- Stated problem
Please extract every line from the entries below that contains the string "pole". Matching is case-sensitive.

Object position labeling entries
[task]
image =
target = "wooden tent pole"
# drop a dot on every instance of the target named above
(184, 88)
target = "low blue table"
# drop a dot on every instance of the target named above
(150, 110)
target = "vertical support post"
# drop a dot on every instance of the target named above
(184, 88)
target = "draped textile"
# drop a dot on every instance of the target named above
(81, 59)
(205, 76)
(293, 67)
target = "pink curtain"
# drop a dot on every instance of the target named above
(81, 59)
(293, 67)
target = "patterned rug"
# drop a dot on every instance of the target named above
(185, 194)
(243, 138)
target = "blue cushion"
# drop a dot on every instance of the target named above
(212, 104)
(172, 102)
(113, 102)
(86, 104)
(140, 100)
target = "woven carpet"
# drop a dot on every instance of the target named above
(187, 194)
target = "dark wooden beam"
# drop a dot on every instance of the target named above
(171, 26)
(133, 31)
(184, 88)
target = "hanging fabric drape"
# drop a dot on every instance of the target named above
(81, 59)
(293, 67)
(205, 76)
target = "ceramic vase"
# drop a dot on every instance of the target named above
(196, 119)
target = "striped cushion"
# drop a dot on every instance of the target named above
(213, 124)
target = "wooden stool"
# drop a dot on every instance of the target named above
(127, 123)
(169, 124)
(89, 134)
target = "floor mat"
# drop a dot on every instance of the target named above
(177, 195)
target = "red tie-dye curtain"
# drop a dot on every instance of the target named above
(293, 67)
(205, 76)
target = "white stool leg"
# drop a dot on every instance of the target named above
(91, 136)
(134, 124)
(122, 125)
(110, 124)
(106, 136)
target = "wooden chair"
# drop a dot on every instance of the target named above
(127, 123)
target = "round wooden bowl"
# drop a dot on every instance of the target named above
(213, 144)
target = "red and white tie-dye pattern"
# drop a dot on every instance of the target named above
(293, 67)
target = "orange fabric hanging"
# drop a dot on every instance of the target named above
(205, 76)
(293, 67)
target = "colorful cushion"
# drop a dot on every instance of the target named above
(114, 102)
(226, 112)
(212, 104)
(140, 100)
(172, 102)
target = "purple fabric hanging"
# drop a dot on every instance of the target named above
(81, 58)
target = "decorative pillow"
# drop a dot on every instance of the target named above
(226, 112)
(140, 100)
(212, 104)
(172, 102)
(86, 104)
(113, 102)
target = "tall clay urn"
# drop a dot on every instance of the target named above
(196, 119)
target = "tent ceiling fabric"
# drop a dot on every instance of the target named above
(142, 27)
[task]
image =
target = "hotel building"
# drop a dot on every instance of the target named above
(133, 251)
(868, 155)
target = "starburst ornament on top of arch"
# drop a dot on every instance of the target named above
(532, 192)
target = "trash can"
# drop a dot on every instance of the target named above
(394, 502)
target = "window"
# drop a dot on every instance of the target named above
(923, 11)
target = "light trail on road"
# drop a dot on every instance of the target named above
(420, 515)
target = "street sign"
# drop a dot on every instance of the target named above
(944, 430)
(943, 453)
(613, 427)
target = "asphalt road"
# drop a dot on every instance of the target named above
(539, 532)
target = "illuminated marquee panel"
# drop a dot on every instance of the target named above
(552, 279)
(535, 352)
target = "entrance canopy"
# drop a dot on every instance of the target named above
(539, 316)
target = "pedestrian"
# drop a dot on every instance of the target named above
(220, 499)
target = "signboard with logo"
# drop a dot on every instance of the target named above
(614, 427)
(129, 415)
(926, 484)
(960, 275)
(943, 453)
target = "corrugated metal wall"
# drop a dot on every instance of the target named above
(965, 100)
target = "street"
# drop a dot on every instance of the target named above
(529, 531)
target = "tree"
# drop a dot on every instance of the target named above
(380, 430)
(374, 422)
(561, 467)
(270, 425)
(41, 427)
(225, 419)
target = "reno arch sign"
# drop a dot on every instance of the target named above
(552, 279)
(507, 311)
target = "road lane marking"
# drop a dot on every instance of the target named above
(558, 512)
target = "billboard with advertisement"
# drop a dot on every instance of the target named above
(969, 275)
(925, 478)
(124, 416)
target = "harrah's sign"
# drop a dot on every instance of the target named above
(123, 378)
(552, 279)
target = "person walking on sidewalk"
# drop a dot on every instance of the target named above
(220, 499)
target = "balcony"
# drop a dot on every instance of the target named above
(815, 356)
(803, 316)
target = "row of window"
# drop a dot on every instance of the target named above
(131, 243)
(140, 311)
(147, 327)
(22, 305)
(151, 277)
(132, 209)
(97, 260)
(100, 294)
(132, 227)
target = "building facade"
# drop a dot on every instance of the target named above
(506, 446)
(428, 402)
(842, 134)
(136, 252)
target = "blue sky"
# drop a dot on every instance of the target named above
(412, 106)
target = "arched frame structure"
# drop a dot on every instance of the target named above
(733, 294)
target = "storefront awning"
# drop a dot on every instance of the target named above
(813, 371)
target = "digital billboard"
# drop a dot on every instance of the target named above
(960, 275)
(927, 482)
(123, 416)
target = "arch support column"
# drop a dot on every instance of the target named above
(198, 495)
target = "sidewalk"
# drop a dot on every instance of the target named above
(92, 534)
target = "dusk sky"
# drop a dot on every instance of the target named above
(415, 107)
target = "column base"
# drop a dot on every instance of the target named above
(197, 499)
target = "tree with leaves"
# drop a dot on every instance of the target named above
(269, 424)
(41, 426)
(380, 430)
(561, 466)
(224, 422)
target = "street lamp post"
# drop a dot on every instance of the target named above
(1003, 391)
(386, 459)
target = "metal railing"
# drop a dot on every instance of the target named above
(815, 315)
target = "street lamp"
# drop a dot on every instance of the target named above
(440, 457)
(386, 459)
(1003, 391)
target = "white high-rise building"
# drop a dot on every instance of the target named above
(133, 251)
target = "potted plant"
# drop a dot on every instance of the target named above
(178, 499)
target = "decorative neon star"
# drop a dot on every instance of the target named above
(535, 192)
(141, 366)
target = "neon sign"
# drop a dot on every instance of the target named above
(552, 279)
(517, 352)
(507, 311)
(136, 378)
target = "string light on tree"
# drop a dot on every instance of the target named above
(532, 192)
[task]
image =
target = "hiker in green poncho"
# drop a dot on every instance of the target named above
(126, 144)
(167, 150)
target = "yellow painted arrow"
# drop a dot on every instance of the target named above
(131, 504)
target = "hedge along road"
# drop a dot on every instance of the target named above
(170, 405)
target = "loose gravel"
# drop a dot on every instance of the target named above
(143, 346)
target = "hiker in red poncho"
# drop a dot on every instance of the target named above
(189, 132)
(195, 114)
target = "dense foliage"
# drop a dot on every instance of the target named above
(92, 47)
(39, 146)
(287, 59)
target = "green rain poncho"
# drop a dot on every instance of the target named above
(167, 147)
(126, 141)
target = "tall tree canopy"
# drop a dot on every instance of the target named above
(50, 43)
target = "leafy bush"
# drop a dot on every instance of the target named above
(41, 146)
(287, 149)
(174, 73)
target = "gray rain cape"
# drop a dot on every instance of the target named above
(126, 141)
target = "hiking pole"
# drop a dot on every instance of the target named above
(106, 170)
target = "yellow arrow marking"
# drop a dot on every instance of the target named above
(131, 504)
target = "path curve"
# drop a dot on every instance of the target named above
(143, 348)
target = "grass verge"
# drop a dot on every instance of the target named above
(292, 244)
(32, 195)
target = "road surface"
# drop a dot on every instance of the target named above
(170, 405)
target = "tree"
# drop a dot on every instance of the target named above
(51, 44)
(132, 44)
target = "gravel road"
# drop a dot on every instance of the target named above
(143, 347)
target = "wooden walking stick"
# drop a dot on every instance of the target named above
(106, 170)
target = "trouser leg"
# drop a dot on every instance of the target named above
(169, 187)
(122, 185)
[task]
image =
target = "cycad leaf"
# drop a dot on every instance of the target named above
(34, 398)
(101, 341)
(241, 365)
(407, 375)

- Solution to the exercise
target = "wooden tent pole"
target = "hiking pole"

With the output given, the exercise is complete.